Work to be completed: Starting at the line that contains "of the yellow" and going through the end of the items below, put every line into a numbered list, leaving out blank lines.

»»

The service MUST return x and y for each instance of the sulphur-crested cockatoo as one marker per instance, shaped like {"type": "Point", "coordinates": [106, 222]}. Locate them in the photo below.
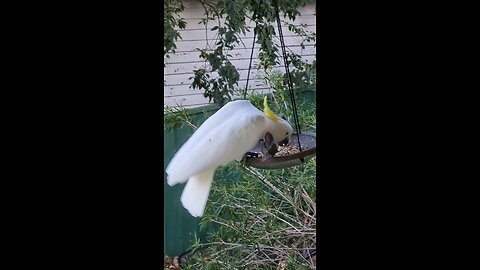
{"type": "Point", "coordinates": [225, 136]}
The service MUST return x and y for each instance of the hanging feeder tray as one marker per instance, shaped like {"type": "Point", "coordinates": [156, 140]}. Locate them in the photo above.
{"type": "Point", "coordinates": [308, 141]}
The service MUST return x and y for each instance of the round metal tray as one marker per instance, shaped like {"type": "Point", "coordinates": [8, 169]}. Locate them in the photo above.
{"type": "Point", "coordinates": [308, 141]}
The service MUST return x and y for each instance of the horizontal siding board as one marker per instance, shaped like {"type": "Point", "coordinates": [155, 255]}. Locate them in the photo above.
{"type": "Point", "coordinates": [240, 53]}
{"type": "Point", "coordinates": [175, 90]}
{"type": "Point", "coordinates": [189, 46]}
{"type": "Point", "coordinates": [240, 64]}
{"type": "Point", "coordinates": [202, 34]}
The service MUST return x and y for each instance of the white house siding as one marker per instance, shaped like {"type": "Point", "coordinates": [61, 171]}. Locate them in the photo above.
{"type": "Point", "coordinates": [179, 67]}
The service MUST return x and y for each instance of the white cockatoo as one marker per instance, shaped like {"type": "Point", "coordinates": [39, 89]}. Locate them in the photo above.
{"type": "Point", "coordinates": [225, 136]}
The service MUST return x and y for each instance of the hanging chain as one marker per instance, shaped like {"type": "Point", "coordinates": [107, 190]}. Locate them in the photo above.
{"type": "Point", "coordinates": [290, 85]}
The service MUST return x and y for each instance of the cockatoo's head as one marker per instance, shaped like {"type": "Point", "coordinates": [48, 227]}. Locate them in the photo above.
{"type": "Point", "coordinates": [280, 129]}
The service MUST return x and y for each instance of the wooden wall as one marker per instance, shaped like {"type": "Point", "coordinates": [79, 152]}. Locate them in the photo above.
{"type": "Point", "coordinates": [179, 67]}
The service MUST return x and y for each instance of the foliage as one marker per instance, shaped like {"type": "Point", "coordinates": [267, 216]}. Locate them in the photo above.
{"type": "Point", "coordinates": [172, 21]}
{"type": "Point", "coordinates": [221, 88]}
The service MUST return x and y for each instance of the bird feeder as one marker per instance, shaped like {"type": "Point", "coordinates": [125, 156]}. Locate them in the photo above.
{"type": "Point", "coordinates": [302, 146]}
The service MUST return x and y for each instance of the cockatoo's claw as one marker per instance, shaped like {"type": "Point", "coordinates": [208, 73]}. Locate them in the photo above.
{"type": "Point", "coordinates": [268, 148]}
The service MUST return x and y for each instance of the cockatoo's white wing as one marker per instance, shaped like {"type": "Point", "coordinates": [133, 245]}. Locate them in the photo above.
{"type": "Point", "coordinates": [225, 136]}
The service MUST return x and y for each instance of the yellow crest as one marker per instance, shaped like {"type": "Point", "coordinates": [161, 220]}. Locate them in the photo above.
{"type": "Point", "coordinates": [267, 111]}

««

Written response:
1. The service MUST return x and y for each instance of the yellow crest as one marker per instance, shaped like {"type": "Point", "coordinates": [161, 220]}. Locate them in the photo above.
2. {"type": "Point", "coordinates": [267, 111]}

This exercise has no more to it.